### Provided data
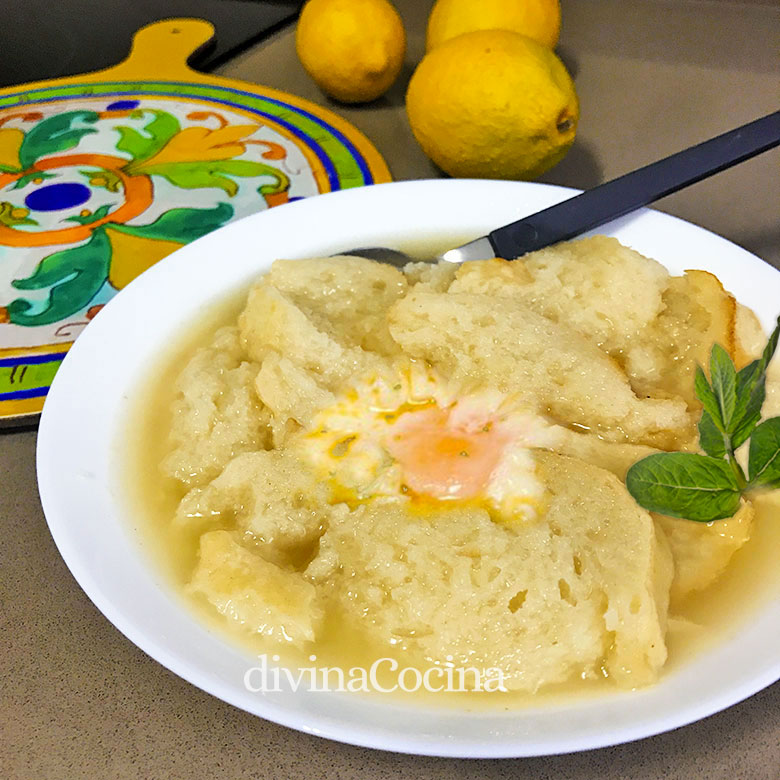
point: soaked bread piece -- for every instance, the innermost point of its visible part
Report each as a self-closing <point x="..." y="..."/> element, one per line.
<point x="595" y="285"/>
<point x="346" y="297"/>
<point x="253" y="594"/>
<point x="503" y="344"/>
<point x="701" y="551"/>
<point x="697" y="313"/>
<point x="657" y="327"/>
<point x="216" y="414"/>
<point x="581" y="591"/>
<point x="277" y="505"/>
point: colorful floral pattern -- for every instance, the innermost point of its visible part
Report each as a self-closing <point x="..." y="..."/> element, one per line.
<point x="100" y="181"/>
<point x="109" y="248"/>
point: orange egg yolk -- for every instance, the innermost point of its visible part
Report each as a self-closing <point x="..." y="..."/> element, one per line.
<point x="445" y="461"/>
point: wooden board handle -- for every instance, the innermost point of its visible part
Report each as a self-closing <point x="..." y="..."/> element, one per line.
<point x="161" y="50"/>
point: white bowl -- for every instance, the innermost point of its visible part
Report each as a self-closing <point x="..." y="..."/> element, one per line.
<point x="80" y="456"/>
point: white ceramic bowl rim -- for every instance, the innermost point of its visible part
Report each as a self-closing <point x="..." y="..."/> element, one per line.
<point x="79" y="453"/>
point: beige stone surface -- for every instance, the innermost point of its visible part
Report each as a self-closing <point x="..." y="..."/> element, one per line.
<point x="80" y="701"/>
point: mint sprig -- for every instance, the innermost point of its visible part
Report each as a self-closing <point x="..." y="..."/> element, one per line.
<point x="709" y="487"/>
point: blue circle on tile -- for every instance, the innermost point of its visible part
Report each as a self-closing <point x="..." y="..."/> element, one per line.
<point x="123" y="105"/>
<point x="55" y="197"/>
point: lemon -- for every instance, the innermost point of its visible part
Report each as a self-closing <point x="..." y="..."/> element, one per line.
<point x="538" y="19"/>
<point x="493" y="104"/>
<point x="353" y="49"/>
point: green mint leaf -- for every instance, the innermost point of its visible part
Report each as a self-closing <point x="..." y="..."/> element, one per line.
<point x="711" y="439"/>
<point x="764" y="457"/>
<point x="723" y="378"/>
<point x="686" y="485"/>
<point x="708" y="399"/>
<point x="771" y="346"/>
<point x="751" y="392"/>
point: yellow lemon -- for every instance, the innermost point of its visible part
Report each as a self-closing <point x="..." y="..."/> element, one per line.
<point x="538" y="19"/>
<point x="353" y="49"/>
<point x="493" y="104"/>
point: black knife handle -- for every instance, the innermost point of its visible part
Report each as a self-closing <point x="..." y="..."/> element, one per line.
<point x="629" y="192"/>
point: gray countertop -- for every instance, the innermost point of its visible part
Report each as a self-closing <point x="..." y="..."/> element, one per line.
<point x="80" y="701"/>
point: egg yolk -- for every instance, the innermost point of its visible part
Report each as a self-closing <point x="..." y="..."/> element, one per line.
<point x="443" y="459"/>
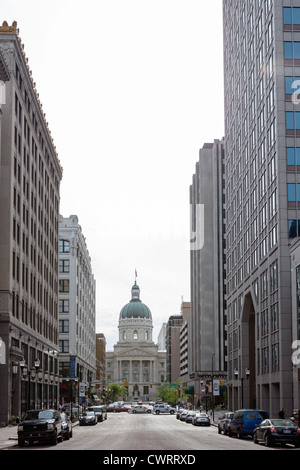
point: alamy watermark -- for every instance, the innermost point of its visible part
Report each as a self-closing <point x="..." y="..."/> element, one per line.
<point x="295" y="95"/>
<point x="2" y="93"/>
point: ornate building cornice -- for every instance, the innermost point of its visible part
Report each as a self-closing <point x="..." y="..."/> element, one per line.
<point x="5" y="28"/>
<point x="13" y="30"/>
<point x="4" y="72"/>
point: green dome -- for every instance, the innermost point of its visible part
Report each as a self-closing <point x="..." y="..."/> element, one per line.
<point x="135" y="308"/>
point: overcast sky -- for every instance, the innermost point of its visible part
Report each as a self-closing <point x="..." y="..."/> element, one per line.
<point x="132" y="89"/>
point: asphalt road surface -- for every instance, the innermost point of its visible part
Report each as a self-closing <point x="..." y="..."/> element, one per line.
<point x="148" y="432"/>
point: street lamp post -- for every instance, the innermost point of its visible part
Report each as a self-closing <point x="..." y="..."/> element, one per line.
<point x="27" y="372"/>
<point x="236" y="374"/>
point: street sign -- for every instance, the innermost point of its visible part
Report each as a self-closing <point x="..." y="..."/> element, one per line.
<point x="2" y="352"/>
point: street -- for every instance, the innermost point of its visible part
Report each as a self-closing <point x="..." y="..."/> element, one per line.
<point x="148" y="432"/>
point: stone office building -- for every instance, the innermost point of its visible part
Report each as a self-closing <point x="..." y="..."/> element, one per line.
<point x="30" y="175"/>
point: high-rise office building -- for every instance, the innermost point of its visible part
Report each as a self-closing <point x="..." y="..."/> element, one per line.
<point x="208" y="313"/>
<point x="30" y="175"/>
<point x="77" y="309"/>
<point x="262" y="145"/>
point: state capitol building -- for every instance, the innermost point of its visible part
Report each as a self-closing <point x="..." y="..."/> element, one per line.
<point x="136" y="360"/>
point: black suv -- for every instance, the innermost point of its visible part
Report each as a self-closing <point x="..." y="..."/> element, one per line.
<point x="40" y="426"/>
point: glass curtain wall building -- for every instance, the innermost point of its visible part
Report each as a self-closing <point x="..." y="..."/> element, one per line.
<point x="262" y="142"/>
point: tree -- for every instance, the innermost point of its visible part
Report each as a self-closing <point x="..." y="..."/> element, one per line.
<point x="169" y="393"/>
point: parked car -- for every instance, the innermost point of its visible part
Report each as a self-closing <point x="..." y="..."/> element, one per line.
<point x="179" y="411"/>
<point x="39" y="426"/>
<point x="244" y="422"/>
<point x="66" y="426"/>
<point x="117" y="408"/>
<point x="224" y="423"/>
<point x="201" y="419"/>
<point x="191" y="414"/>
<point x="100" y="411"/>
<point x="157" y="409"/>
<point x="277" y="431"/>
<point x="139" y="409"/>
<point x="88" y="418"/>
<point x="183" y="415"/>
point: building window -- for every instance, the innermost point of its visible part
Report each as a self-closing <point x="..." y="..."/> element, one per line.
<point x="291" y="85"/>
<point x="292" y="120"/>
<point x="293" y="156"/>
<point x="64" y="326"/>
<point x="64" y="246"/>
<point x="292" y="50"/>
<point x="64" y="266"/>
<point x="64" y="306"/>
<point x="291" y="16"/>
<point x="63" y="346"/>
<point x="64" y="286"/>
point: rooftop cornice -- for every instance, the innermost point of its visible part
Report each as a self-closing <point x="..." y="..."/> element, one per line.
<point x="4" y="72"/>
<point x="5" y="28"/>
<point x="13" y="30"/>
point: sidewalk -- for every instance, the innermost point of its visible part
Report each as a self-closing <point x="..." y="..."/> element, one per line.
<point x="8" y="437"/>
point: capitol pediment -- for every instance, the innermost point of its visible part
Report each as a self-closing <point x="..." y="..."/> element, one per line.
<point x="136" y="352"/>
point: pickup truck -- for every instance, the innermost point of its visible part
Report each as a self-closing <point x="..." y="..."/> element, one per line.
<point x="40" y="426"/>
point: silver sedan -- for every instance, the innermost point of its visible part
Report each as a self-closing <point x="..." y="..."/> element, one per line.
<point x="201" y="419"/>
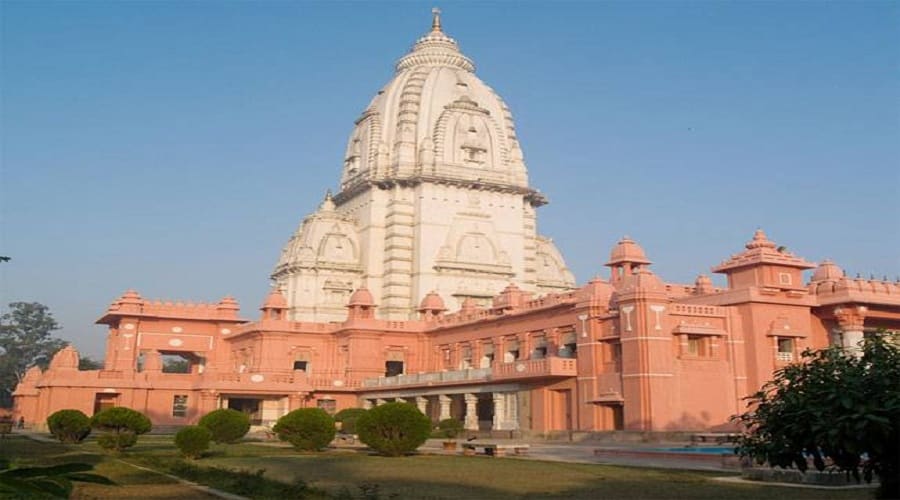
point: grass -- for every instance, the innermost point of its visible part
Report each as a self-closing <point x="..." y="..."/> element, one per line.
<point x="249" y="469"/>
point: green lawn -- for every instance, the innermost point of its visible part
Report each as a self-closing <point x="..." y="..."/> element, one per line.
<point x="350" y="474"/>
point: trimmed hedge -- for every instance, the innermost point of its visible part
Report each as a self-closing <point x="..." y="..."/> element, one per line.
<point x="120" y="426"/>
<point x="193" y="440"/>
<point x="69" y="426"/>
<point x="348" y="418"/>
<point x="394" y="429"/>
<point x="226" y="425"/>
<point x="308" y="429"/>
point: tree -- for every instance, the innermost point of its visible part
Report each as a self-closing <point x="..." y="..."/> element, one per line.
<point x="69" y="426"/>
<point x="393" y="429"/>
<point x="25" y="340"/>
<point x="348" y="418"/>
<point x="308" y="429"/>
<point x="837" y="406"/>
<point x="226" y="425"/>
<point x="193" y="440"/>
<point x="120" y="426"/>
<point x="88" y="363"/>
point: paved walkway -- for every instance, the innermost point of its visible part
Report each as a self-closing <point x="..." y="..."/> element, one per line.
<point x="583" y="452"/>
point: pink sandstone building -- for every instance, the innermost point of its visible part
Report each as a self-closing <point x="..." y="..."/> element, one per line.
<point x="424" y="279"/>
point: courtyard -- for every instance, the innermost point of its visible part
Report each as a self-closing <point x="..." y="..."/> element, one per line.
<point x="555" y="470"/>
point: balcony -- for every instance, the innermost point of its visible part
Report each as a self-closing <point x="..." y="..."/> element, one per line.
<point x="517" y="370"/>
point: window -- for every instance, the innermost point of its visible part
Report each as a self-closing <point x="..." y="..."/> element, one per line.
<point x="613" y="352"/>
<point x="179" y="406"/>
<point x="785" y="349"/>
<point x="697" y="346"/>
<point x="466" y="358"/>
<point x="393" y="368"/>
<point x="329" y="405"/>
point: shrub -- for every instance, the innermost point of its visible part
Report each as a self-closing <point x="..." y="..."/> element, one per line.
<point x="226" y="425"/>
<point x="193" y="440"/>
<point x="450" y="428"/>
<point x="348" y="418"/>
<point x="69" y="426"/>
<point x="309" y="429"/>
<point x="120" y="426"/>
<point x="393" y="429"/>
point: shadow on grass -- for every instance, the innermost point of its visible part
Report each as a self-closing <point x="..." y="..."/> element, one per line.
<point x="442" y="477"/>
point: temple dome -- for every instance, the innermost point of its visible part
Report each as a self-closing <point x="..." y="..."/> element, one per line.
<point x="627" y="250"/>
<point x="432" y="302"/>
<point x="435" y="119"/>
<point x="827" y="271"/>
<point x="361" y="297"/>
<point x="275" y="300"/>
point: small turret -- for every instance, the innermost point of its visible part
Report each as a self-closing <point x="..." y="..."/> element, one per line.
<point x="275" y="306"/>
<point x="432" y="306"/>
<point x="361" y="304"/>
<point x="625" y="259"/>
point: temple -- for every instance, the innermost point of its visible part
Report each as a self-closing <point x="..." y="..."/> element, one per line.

### What to do
Looking at the listing above, count the lines that contain "temple" and give nothing but the number.

### Result below
2